--- Requirement ---
Reproduce all of the records below in full, requests included, with every x and y coordinate in the answers multiplied by 1.7 and rounded to the nearest whole number, halves rounded up. Leave the numbers in the requests and in their sample result formats unchanged.

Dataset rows
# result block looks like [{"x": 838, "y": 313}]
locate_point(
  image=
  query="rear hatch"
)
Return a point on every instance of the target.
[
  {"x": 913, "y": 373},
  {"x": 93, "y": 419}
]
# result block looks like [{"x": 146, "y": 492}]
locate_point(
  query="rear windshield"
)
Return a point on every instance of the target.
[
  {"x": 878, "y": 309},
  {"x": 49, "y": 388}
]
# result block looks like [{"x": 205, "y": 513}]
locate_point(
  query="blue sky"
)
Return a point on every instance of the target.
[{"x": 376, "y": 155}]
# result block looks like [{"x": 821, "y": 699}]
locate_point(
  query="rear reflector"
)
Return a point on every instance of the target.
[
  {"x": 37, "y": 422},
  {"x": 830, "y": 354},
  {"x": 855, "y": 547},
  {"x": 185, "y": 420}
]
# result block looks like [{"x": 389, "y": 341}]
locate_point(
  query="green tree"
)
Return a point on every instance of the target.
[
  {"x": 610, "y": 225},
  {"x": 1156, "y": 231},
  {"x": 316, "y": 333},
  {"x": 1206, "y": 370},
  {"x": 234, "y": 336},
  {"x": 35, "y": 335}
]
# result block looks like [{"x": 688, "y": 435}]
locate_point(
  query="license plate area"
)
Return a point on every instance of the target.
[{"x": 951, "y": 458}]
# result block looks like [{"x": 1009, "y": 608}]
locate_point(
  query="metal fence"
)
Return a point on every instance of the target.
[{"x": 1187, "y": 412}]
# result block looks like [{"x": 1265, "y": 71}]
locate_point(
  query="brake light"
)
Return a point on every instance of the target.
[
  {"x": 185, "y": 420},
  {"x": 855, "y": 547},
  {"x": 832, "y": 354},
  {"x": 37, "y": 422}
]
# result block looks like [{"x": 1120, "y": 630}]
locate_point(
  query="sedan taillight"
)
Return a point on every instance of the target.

--- Answer to the problem ---
# result block looks like [{"x": 838, "y": 313}]
locate_point(
  image=
  query="rear hatch"
)
Return a point on every instance of the target.
[
  {"x": 1552, "y": 634},
  {"x": 158, "y": 712}
]
# result block looks like [{"x": 146, "y": 492}]
locate_point(
  query="rear windshield"
)
Return a point on every instance of the target.
[
  {"x": 1493, "y": 525},
  {"x": 83, "y": 660}
]
# result block looks like [{"x": 205, "y": 513}]
locate_point(
  query="blue sky"
)
Return a point on every instance of the target.
[{"x": 639, "y": 264}]
# result block looks like [{"x": 821, "y": 699}]
locate_point(
  query="rear reflector"
)
Return a point on every instance of the target.
[
  {"x": 63, "y": 717},
  {"x": 1411, "y": 602},
  {"x": 1454, "y": 930},
  {"x": 315, "y": 714}
]
# result block looks like [{"x": 389, "y": 341}]
locate_point(
  query="green tree"
)
Return a point on every instance of the target.
[
  {"x": 1037, "y": 383},
  {"x": 1965, "y": 393},
  {"x": 537, "y": 566},
  {"x": 2050, "y": 629},
  {"x": 398, "y": 571},
  {"x": 60, "y": 570}
]
# result block looks like [{"x": 688, "y": 435}]
locate_point(
  query="license plate area"
)
Return a point on every instance of the target.
[{"x": 1617, "y": 779}]
# result block looks like [{"x": 1009, "y": 608}]
locate_point(
  query="metal fence"
)
Return a point on every instance of the target.
[{"x": 2018, "y": 700}]
# result block looks like [{"x": 1265, "y": 71}]
locate_point(
  query="brake light"
)
Return a point on every instance of the target.
[
  {"x": 315, "y": 714},
  {"x": 1454, "y": 930},
  {"x": 1414, "y": 602},
  {"x": 63, "y": 717}
]
# result block looks like [{"x": 1120, "y": 630}]
locate_point(
  query="sedan taillight"
)
Return a point on every instance of the target.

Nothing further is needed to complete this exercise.